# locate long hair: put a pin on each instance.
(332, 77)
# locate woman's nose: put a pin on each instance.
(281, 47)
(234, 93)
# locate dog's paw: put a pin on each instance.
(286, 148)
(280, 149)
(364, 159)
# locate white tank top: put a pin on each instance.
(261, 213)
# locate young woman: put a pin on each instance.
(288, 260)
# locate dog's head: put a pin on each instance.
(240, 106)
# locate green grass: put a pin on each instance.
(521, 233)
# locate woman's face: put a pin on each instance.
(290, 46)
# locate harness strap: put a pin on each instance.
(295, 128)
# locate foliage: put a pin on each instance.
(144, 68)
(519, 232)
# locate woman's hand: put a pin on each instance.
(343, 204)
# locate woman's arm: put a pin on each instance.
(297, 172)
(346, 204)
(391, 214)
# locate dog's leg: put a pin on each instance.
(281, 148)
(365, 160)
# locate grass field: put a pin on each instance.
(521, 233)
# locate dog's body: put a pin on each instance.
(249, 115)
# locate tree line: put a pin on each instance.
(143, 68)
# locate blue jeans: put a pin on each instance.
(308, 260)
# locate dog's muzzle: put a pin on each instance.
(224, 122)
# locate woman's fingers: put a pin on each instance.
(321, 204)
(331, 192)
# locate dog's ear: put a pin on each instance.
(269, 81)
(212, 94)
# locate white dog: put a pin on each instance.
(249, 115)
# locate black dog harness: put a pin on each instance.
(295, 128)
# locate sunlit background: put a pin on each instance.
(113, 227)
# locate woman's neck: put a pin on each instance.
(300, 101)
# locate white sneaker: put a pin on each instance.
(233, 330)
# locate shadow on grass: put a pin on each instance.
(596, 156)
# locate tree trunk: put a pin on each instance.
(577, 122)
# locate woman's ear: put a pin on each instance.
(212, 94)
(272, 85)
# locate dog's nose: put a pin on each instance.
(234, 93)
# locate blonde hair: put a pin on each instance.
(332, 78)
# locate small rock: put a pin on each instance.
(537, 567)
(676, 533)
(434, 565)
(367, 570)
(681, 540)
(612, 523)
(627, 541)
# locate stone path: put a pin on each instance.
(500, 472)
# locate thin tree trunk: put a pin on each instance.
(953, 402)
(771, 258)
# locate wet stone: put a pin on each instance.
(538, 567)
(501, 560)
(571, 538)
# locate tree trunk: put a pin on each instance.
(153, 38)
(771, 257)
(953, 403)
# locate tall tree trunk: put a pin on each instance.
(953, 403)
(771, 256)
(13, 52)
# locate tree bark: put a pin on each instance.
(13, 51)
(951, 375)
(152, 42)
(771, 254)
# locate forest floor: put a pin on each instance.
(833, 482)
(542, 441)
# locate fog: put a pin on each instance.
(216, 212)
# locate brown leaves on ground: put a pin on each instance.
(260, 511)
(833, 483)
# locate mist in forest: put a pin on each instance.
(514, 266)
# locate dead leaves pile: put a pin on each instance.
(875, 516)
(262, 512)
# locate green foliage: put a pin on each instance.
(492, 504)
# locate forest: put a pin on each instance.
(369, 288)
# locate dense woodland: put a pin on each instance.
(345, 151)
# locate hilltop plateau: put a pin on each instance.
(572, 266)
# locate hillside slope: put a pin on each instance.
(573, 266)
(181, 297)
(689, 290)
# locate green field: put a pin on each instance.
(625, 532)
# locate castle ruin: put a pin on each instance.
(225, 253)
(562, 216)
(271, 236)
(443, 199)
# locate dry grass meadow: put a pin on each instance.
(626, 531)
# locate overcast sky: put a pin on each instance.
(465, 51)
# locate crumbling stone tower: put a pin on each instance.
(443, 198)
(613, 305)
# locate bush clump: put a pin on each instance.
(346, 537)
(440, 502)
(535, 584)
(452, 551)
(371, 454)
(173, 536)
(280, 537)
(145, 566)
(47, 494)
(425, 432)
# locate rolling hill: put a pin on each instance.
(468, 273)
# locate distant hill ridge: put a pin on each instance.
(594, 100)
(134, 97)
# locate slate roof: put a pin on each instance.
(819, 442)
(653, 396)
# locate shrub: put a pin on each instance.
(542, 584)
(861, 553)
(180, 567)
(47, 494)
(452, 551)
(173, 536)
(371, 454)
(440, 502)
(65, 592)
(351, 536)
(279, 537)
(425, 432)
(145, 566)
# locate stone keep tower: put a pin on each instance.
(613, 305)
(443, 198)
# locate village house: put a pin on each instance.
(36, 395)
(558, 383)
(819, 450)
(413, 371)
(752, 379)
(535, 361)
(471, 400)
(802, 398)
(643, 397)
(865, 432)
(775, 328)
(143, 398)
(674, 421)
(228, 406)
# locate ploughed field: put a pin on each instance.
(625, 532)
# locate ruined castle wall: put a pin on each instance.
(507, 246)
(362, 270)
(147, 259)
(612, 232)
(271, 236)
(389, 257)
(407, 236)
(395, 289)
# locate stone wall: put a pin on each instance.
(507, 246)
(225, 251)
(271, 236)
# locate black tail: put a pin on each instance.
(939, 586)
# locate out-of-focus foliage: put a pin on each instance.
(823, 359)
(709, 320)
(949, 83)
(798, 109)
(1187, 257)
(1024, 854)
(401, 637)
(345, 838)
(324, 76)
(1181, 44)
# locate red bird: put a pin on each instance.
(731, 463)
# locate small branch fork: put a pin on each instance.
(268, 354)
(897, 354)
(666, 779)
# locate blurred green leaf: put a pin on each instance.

## Task item
Would you transcribe the data above exactly as it stands?

## Answer space
# locate long hair: put a pin on each instance.
(332, 77)
# locate woman's nose: put a pin on each instance.
(281, 47)
(234, 93)
# locate dog's paw: put a pin on each instance.
(286, 148)
(280, 149)
(364, 159)
# locate white tank top: put a pin on each instance.
(261, 213)
# locate young woman: put a pin on each instance.
(288, 260)
# locate dog's head: put a pin on each instance.
(240, 106)
# locate green grass: put a pin on each instance.
(521, 233)
# locate woman's face: put a pin on each instance.
(290, 46)
# locate harness strap: put a pin on each instance.
(295, 128)
# locate foliage: put a pin on each instance.
(144, 68)
(519, 232)
# locate woman's hand: put a pin on each instance.
(343, 204)
# locate woman's arm: put a pin on each instance.
(297, 172)
(346, 204)
(391, 214)
# locate dog's leg: put a pin on each instance.
(281, 148)
(365, 160)
# locate grass field: put a pin on each instance.
(521, 233)
# locate dog's body: put a pin on each instance.
(249, 115)
# locate tree line: put a pin on each instance.
(143, 68)
# locate blue jeans: put a pin on each instance.
(308, 260)
# locate dog's muzzle: put a pin on each instance.
(224, 122)
# locate woman's fingers: put a pin on each instance.
(321, 204)
(331, 192)
# locate dog's ear: put a pin on each instance.
(269, 81)
(212, 94)
# locate white dog: put a pin on each instance.
(249, 115)
# locate black dog harness: put a pin on each instance.
(295, 128)
# locate sunlit background: put a pin on each instance.
(113, 227)
# locate woman's neck: put a pin on each instance.
(300, 101)
# locate white sneaker: put a pin on each instance.
(233, 330)
# locate shadow on grass: put a pin on each instance.
(596, 156)
# locate tree trunk: put a pin on each instance.
(577, 122)
# locate woman's ear: put a pin on each instance.
(212, 94)
(272, 85)
# locate dog's nose: put a pin on each instance.
(234, 93)
# locate blonde hair: put a pin on each instance.
(332, 78)
# locate small rock: put a pin on each instance.
(537, 567)
(676, 533)
(434, 565)
(367, 570)
(681, 540)
(612, 523)
(627, 541)
# locate stone path: put a pin on each instance.
(500, 472)
# locate thin tree trunk: put a pin on each instance.
(953, 402)
(771, 258)
# locate wet stone: put a pin on each instance.
(538, 567)
(501, 560)
(571, 538)
# locate tree trunk: put a pin on each instance.
(153, 38)
(771, 257)
(953, 403)
# locate tall tree trunk: put a pin on each instance.
(953, 403)
(771, 256)
(13, 52)
# locate tree bark: put a pin on each instance.
(13, 51)
(951, 375)
(152, 42)
(771, 254)
# locate forest floor: put a pin on each instance.
(833, 482)
(542, 441)
# locate fog: put a pin on each instance.
(216, 212)
# locate brown leaves on ground: put a pin on each instance.
(260, 511)
(833, 483)
# locate mist in forest: put a pin on each instance.
(514, 266)
# locate dead leaves pile: put a pin on each instance.
(875, 516)
(262, 512)
# locate green foliage: put a pin on each instance.
(492, 504)
# locate forest: put a pin on each instance.
(369, 288)
# locate dense woodland: put a pin on each instance.
(345, 151)
# locate hilltop plateau: put a pin on each instance.
(572, 266)
# locate hillside slope: put a pin on each instance.
(573, 266)
(181, 297)
(689, 290)
# locate green field: put a pin on each instance.
(625, 532)
# locate castle ruin: put a pin on each instance.
(225, 253)
(562, 216)
(271, 236)
(443, 199)
# locate dry grass meadow: put a pin on each instance.
(626, 531)
# locate overcast sky: put a pin on each instance.
(465, 51)
# locate crumbling stone tower: put a pin on each instance.
(443, 198)
(613, 305)
# locate bush clump: put a pin on each instance.
(346, 537)
(440, 502)
(535, 584)
(452, 551)
(371, 454)
(173, 536)
(280, 537)
(145, 566)
(47, 494)
(425, 432)
# locate rolling hill: put a pin on each instance.
(468, 273)
# locate distant hill ridge: put a pin on each instance.
(594, 100)
(134, 97)
# locate slate roof: put a pin on each instance.
(819, 442)
(653, 396)
# locate shrub: put a pin on each instance.
(542, 584)
(861, 553)
(180, 567)
(47, 494)
(452, 551)
(173, 536)
(371, 454)
(440, 502)
(65, 592)
(351, 536)
(279, 537)
(425, 432)
(145, 566)
# locate stone keep tower: put a pin on each instance.
(613, 305)
(443, 198)
# locate village house: put a pin on each instance.
(36, 395)
(558, 383)
(819, 450)
(413, 371)
(752, 379)
(535, 361)
(471, 400)
(802, 398)
(643, 397)
(865, 432)
(775, 328)
(143, 398)
(674, 421)
(228, 406)
# locate ploughed field: put a pin on each instance.
(625, 532)
# locate ruined castle wall: put a pin on each instance.
(507, 246)
(362, 270)
(147, 259)
(612, 232)
(271, 236)
(389, 257)
(407, 236)
(395, 289)
# locate stone wall: put a pin on each instance.
(507, 246)
(225, 251)
(271, 236)
# locate black tail: put a pin on each instance.
(939, 586)
# locate out-of-focus foliage: put a pin on each instance.
(823, 359)
(709, 320)
(949, 83)
(798, 109)
(1187, 257)
(1024, 854)
(401, 637)
(345, 838)
(324, 76)
(1181, 44)
# locate red bird: put a pin on each instance.
(731, 463)
# locate small branch fork: put a pin on each instance.
(268, 354)
(897, 354)
(666, 779)
# locate blurred green leaf: put a pin on each instance.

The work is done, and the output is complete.